PROBLEM DESCRIPTION:
Please repeat all of the lines that follow, exactly as written.
▽
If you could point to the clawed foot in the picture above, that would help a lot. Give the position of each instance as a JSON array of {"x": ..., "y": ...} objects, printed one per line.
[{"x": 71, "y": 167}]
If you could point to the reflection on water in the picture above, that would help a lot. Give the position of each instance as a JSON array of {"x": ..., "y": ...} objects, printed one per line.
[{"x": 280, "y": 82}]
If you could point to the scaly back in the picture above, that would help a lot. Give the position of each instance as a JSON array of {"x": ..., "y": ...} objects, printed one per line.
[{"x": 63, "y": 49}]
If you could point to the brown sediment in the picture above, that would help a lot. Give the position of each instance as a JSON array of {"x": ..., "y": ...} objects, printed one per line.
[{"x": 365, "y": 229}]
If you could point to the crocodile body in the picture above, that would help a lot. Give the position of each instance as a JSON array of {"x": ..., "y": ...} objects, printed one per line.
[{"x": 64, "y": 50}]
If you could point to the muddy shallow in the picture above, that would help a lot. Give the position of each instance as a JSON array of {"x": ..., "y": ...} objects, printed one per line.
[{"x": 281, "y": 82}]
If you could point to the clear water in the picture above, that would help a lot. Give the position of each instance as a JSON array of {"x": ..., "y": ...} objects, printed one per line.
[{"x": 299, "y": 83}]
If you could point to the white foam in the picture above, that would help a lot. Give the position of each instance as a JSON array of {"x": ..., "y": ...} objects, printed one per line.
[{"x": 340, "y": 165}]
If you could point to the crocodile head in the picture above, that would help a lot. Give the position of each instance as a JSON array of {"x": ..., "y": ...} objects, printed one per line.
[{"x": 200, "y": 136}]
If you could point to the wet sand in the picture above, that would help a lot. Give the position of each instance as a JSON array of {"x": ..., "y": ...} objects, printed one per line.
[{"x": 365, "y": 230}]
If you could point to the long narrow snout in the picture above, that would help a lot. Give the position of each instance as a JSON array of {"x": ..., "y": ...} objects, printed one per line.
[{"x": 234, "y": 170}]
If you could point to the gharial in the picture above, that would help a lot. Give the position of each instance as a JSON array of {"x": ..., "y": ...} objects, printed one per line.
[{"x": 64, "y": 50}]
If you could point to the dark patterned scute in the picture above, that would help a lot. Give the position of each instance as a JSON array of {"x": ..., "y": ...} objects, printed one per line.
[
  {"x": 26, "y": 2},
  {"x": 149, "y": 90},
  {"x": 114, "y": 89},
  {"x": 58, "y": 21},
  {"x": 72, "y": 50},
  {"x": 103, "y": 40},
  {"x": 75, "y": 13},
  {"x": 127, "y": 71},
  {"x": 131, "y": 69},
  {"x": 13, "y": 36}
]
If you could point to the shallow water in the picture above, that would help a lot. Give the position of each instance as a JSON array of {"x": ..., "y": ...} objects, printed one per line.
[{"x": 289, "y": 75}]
△
ANSWER TO THE TASK:
If you could point to the clawed foot in the picture above, that would help a lot. Give the position of each instance as a JSON array of {"x": ..., "y": ...} objects, printed one per line.
[{"x": 71, "y": 167}]
If you could point to the reflection on water in the picture above, that would help a lot. Give the position of each instance as a JSON array of {"x": ..., "y": ...} objects, printed one per line.
[{"x": 280, "y": 82}]
If you could point to the scaly back in the picture above, that would help a lot. Give the position of each instance as a JSON array of {"x": ..., "y": ...} objects, printed one per line.
[{"x": 63, "y": 49}]
If you could point to the brown sediment in the picture above, that would help a lot. Give the position of each instance as a JSON array of {"x": ..., "y": ...} objects, printed one per line.
[{"x": 365, "y": 229}]
If you could point to the crocodile body in the picture above, that would help a lot. Give the position of each instance as a JSON array of {"x": ..., "y": ...} objects, printed one per line.
[{"x": 64, "y": 50}]
If you could point to the muddy shallow in the picture above, that would help a lot. Give the position of each instance as a JSON array of {"x": ..., "y": ...} objects, printed one per line.
[{"x": 281, "y": 82}]
If you could point to the clear water in the picture above, that would help a lot. Give the position of each instance as a JSON array of {"x": ..., "y": ...} objects, printed one per line.
[{"x": 299, "y": 83}]
If you could point to the white foam in the picture above, that would help a lot. Give the position of each instance as a JSON array of {"x": ..., "y": ...} objects, printed one per line.
[{"x": 340, "y": 165}]
If you could point to the crocodile head in the picture above, that would help a lot. Give the position of each instance as a JSON array of {"x": ..., "y": ...} objects, printed one per line.
[{"x": 200, "y": 136}]
If you could point to the wet sand in the picture above, that would help a lot. Give the position of each instance as a JSON array of {"x": ..., "y": ...} objects, printed one per line.
[{"x": 365, "y": 230}]
If you could point to the long narrow snout in the picture above, that would help a lot. Give the position of each instance as a JSON array of {"x": ..., "y": ...} objects, printed one per line.
[{"x": 234, "y": 170}]
If you could point to the gharial in the picture above, that would help a lot. Give the position of each instance as a JSON array of {"x": ..., "y": ...} objects, printed one per line.
[{"x": 64, "y": 50}]
If you could point to the dark patterned scute in the picture above, that would help a lot. Give the position of each instance as a JSON array of {"x": ..., "y": ...} objects, printed one per line.
[
  {"x": 26, "y": 2},
  {"x": 149, "y": 90},
  {"x": 114, "y": 89},
  {"x": 58, "y": 21},
  {"x": 72, "y": 50},
  {"x": 103, "y": 40},
  {"x": 75, "y": 13},
  {"x": 127, "y": 71},
  {"x": 131, "y": 69},
  {"x": 13, "y": 36}
]
If you could point to the shallow water in the picture above, that would help a lot. Give the position of each instance as a JSON array of {"x": ..., "y": ...} objects, printed one per line.
[{"x": 289, "y": 75}]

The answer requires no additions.